Problems:
1. Name each distinct place mentioned in the passage about diaper services.
2. Copy the passage about diaper services word for word, from "Call the numbers" to "scrambling for alternatives.".

Given passage:
+++
Call the numbers of the three diaper services listed in the Boston, Massachusetts Yellow Pages and you'll get the same message: "The number you have called is not in service at this time." Ten years ago, the disposable diaper was the soiled symbol of a throwaway culture; today, it's the cloth diaper that has, well, bottomed out. Over the last few years, diaper services in the Boston area have shut their doors, leaving parents who prefer cloth scrambling for alternatives.

Boston is far from unique--what's happening in the Northeast is representative of a nationwide trend. According to the National Association of Diaper Services (NADS), the 400 diaper businesses that thrived in the late 1980s have dwindled to about 50 today.

For years, people automatically assumed that plastic-and-paper disposables did more damage to the environment than reusable cotton diapers. By 1990, the 20th anniversary of Earth Day, many states were considering legislation to tax or ban disposable diapers. That same year, sales in the diaper service industry reached a high of $200 million. In the Boston area, 16 competitors flourished; the biggest, Dydee Diaper, tripled its business in less than three years.
+++
Material provided:
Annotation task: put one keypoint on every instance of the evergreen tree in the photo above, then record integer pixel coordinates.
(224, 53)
+++
Exercise responses:
1. Boston, Massachusetts, the Northeast

2.
Call the numbers of the three diaper services listed in the Boston, Massachusetts Yellow Pages and you'll get the same message: "The number you have called is not in service at this time." Ten years ago, the disposable diaper was the soiled symbol of a throwaway culture; today, it's the cloth diaper that has, well, bottomed out. Over the last few years, diaper services in the Boston area have shut their doors, leaving parents who prefer cloth scrambling for alternatives.